[Opening MATERIAL TO PROCESS section]

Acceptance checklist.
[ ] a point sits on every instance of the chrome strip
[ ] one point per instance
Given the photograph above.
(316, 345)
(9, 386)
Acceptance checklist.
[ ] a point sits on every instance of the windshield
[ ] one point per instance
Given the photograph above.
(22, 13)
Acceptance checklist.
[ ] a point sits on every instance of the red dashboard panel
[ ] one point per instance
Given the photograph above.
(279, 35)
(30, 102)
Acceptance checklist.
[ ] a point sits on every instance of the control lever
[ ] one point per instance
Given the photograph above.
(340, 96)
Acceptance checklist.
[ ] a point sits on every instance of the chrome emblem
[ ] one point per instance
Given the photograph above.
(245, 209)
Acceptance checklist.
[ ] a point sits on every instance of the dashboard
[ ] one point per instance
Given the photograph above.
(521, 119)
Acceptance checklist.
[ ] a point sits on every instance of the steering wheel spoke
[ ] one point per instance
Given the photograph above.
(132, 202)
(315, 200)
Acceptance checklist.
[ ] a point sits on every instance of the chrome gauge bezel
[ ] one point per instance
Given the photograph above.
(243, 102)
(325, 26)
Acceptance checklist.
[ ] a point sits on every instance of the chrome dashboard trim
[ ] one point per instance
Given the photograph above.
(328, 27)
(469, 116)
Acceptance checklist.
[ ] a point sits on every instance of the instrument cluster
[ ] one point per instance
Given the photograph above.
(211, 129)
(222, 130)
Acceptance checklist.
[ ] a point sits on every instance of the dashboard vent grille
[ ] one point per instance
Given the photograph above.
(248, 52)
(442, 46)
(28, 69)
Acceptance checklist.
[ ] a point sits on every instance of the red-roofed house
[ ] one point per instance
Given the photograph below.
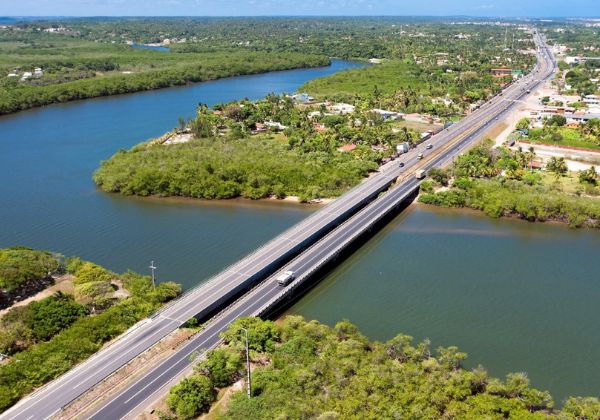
(347, 147)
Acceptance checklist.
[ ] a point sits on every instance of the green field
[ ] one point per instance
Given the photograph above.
(563, 137)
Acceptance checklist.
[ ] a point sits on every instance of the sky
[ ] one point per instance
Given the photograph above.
(492, 8)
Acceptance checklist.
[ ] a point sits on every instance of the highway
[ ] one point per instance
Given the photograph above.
(299, 248)
(156, 382)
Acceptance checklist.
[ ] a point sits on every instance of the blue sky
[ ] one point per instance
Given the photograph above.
(497, 8)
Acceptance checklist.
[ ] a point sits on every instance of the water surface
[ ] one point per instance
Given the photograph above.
(513, 295)
(48, 200)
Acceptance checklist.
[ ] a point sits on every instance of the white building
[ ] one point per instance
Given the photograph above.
(592, 100)
(342, 108)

[Closing MATERIAL TO PROCESS section]

**ACTIVITY**.
Report each line of the listing above that uses the word "dashboard".

**EXERCISE RESPONSE**.
[ ] a point sits on every instance of the red dashboard panel
[ ] a point sits on every instance of the dashboard
[ ] a point sits on every instance of the chrome dashboard trim
[ ] a point sits on every instance of the dashboard vent grille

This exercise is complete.